■ EXCERPT PROVIDED ■
%%

Varghese & Kargaonkar

This is not the view being taken by the labour officers in many states

Most companies are not taking the risk of the courts later declaring that mare supply of goods is only supply of goods and installation and erection does not come under the term mare supply, etc. I do not know of any case decided by the court on this count. If anyone has info on that, please let me know.

That is also the reason that many of the state rules provide for a temporary license : taken for up to 15 days. In most cases, license is not required as they are less than 10 workers. However, the ones i have been seeing in large factories is that teams that come to install transformers, boilers, etc are often as large as 25-30 people. I saw one team consisting of 85. This is more likely in the case of large projects like expansion of plants.

In any case, for mitigation of risk, companies insist on ensuring that PF, ESIC and / or Workman Liability Insurance (or workman compensation insurance) is taken. Also they try to ensure that the concerned workers are paid above minimum wages.


From India, Mumbai
Our topic is Contract Labour Act, whether an agency supplying and installing any plant or machinery comes under the preview of CLRA or not. We are doing academic discussion on the base of interpreting CLRA.
It will be appreciated if senior member like you restrict to the context of discussion to get maximum benefit to enhance our knowledge.

From India, Mumbai
Varghese ji wrote rightly,there is in CL 1970 (RA) only will licence provision to few categories, like housekeeping ,fabrication,loading & unloading ,material shifting ,gardening.
But in above case there is no need to obtained licence from authority because of work is not as per CL1970 nature.
workmen less than 20.
but if organasation is registerd undr P.F.& E.S.I.C.act ,itshould be responsibility of the principal employer.
Regards,
Ashish
Ct.No.09469489001

From India, Velluru
I hope you guys have seen the latest Court judgement that clearly states that employers liability exists under all laws irrespective of whether it is a service contract or labour supply. It's about compensation to employees who were recruited by an agency to ferry cars of Mahindra and Mahindra from the factory to various other places. The fact that it was a service contract, piece rate, not controlled by the PE and not even in the factory was discarded by the court
So, I think you better take a license if the numbers cross the limit

From India, Mumbai
Can you give the title and citation of the Mahindra;s case please? Varghese Mathew
From India, Thiruvananthapuram
Dear members,
I am in total agreement with Mr.Korgaonkar. The Contract Labor Act comes into play only in a situation wherein particularly a contract of service hired by an establishment through contract labor is (1) perennial and on day-to-day basis (2) incidental but necessary to the core activity (3) sufficient enough to permit the employment of considerable no. of regular and whole-time workforce and (4) being carried on mostly in similar establishments through regular workers. In my opinion,when the erection of a particular machinery, because of its enormity or sophistication, is inextricably linked to its sale or supply, it can not be brought within the above parameters.

%%

■ TASKS ■
A) In the forum discussion on the Contract Labour Act, how many people were in the largest installation team one poster says they saw?
B) Reproduce the part of the Contract Labour Act forum discussion that opens with the words containing "It will be appreciated" and closes with "per CL1970 nature.".
C) Pick up the Contract Labour Act forum discussion after its last sentence and write what comes next.

■ ENTRIES SHOWN ■
%%

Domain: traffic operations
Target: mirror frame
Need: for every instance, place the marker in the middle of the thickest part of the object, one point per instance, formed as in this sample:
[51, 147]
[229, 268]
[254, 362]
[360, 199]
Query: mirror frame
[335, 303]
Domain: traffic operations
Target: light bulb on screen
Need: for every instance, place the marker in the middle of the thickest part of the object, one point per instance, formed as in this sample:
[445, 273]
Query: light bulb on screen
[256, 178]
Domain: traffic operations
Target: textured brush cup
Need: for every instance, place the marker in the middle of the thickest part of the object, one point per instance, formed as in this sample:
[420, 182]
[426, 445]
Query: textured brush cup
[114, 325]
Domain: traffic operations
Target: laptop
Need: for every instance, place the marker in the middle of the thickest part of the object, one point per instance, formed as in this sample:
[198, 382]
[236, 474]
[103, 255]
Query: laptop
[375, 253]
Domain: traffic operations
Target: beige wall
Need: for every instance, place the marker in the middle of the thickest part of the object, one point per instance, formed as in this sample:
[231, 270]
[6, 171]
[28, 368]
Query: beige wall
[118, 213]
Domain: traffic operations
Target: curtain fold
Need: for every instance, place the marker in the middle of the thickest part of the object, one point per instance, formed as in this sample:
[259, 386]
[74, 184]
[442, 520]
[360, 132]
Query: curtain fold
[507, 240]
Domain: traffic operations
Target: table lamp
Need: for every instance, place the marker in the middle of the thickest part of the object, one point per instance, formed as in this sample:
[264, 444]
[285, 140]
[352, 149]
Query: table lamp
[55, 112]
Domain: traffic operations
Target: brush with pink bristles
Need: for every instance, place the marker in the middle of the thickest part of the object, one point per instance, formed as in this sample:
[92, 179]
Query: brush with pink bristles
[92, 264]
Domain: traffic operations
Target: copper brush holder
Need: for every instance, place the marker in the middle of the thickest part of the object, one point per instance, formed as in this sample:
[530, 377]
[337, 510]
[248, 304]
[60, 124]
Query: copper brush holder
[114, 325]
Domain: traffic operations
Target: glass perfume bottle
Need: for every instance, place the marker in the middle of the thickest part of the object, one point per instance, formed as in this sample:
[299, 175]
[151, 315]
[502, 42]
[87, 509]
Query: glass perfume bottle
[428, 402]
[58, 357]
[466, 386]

%%
%%

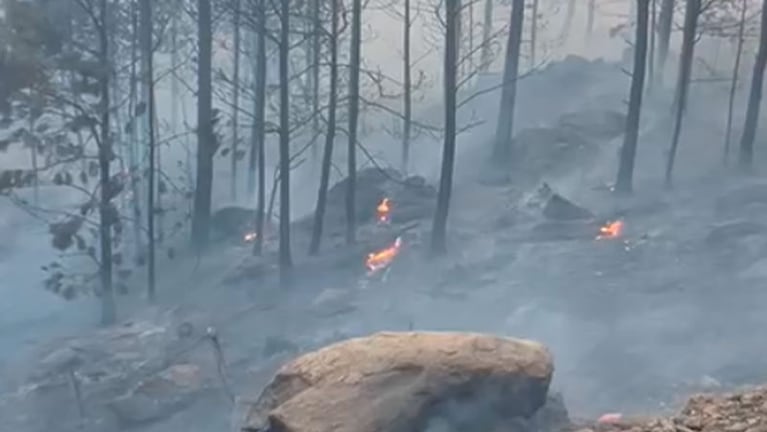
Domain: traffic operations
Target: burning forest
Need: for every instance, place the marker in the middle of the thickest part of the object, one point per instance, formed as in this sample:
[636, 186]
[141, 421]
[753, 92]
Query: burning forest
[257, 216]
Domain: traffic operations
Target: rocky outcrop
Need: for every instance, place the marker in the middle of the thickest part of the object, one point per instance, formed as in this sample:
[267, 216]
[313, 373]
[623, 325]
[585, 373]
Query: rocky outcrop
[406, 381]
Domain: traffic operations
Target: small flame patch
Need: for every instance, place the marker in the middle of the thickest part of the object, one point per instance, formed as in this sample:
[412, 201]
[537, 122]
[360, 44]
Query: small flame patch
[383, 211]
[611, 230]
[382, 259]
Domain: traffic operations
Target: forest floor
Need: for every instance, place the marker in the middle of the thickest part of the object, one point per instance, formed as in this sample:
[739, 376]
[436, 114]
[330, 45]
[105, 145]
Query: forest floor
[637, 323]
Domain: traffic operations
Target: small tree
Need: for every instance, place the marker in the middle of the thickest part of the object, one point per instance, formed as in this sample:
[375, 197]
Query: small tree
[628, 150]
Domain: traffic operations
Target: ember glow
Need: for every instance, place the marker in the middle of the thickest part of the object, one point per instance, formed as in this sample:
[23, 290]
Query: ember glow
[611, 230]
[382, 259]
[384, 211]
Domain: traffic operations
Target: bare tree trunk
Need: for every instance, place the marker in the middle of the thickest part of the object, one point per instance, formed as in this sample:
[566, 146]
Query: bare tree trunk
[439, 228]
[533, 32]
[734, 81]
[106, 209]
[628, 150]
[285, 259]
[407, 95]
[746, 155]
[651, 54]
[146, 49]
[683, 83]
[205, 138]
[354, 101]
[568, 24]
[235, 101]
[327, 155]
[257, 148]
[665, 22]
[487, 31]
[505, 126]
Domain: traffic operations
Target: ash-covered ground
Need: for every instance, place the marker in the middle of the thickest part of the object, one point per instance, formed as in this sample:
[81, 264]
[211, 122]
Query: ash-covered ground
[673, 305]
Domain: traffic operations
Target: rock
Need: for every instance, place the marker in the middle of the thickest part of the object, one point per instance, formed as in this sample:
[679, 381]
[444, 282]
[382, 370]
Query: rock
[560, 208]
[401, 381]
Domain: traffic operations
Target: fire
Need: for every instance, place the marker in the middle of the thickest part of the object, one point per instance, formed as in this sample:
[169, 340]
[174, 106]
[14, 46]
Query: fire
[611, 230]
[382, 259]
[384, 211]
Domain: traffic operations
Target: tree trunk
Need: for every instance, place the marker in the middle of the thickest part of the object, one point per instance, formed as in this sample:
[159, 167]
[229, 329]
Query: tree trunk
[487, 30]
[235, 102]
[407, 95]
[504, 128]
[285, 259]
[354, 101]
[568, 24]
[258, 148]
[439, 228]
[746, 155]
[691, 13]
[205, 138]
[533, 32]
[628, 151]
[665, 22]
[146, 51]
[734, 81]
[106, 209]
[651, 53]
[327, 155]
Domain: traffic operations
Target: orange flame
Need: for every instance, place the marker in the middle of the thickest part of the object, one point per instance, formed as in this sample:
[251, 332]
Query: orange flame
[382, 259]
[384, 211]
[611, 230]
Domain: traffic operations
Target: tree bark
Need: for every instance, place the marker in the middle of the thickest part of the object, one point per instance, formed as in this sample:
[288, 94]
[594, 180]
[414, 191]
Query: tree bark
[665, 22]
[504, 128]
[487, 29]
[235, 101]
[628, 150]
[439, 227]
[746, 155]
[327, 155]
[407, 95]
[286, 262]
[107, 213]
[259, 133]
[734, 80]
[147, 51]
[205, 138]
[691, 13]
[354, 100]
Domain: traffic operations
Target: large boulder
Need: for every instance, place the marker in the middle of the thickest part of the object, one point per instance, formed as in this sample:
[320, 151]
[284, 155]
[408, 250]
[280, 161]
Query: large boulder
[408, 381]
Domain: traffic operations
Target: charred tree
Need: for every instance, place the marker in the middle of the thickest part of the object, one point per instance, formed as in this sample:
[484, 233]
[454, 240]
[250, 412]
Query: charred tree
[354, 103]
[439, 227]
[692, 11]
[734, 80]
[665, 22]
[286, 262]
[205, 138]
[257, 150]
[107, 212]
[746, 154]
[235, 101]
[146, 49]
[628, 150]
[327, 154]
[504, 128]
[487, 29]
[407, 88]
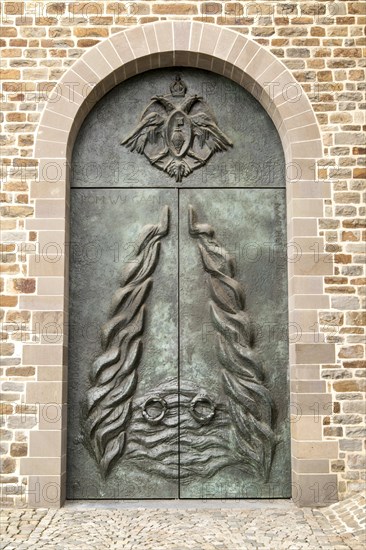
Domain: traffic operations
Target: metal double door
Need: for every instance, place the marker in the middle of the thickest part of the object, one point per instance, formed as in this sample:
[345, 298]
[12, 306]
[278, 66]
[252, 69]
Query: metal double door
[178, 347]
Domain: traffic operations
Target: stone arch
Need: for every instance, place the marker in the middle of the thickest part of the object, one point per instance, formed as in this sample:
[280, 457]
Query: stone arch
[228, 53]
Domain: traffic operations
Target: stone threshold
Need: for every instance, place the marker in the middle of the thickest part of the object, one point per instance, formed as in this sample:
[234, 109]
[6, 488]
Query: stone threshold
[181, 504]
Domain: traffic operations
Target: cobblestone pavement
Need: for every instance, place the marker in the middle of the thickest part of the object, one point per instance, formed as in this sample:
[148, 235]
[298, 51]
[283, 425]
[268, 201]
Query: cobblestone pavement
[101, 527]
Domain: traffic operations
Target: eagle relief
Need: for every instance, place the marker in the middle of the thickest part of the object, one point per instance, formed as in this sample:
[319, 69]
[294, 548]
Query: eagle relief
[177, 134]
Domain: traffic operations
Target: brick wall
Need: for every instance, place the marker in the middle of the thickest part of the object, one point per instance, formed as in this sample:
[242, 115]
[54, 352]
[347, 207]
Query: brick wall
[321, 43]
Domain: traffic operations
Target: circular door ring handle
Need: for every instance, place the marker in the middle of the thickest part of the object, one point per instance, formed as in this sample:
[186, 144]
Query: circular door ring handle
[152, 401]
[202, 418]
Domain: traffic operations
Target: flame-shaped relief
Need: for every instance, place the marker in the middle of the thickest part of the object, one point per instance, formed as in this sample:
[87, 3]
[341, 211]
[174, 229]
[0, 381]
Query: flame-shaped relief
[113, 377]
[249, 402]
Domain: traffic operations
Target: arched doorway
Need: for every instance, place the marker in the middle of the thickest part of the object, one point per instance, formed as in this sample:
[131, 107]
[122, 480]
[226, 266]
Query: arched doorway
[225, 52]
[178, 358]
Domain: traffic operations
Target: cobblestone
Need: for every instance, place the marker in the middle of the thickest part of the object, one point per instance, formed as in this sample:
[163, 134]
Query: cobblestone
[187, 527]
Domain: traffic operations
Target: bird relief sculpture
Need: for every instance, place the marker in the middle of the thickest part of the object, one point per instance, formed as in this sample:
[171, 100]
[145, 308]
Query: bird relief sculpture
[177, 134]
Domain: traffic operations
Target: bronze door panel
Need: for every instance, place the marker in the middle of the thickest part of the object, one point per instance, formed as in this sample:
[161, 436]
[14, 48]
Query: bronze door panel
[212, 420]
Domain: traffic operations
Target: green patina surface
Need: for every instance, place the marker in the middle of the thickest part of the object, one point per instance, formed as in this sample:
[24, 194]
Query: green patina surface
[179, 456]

%%
%%

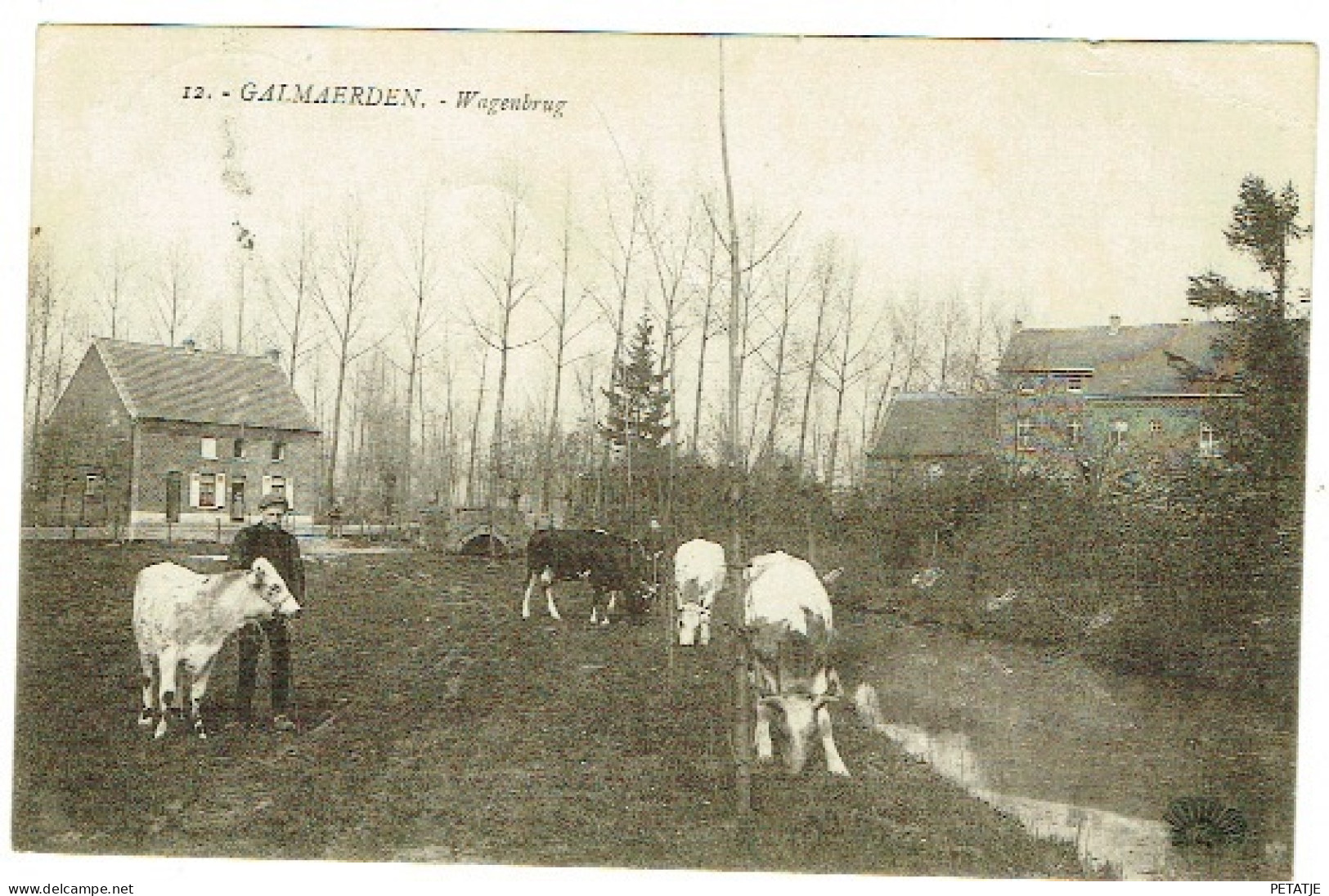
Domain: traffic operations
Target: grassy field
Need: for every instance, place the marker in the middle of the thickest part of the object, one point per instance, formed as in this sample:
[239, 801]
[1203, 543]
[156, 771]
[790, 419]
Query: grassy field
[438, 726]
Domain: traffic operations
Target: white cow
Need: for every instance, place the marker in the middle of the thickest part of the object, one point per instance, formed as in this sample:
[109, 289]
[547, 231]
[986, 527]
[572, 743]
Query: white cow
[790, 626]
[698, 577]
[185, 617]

%%

■ RESPONSES PER TASK ■
A) 85 people.

B)
It will be appreciated if senior member like you restrict to the context of discussion to get maximum benefit to enhance our knowledge.

From India, Mumbai
Varghese ji wrote rightly,there is in CL 1970 (RA) only will licence provision to few categories, like housekeeping ,fabrication,loading & unloading ,material shifting ,gardening.
But in above case there is no need to obtained licence from authority because of work is not as per CL1970 nature.

C)
From India, Salem
Hi Varghese
Unfortunately, i do not have the copy of the judgement yet.
This is the article that appeared in TOI about the same.
Liability of employee is on principal employer: HC - The Times of India

From India, Mumbai
Banerjee ,
If you read the article you can understand that the case was not under CLRA Act, But it was on an appeal by the insurance company against the order of EC commissioner awarding compensation to the driver employed by the contractor.The court observed " it was not proved that due to any terms of contract between the parties that the liability is on contractor (MGM Motors)"
Pl read sec 12 of the EC Act.This decision of Bombay HC is of no use for our topic of discussion.
Varghese Mathew

From India, Thiruvananthapuram
Well, from what I understand and what some PF my lawyer friends explained,
The principals based on which the court decided the case is very much going to be extended to clra also. The insurance company had given a cover for employees under workman compensation act. The court held that these contract workers are entitled to compensation from the insurance company. It is not under motor insurance but under workman compensation act.
I am waiting for someone to get me the full copy if the decision and then I will share it here so we can analyse it together and figure out how it affects CLRA.

From India, Mumbai
Trimurti Group offer Contract Labour Act Compliances Consultancy Services.

We are providing Following Services in Compliances to the Provision of Contract labour (Regulation & Abolition) Act 1970

Contract Labour Compliances for Employer (Company) & Contractor

1. Obtaining Registration of Principal Employer Establishment under Contract Labour Act (Form -1)

2. Obtaining Labour Licence of Contractors from Labour Commissioner (From-6)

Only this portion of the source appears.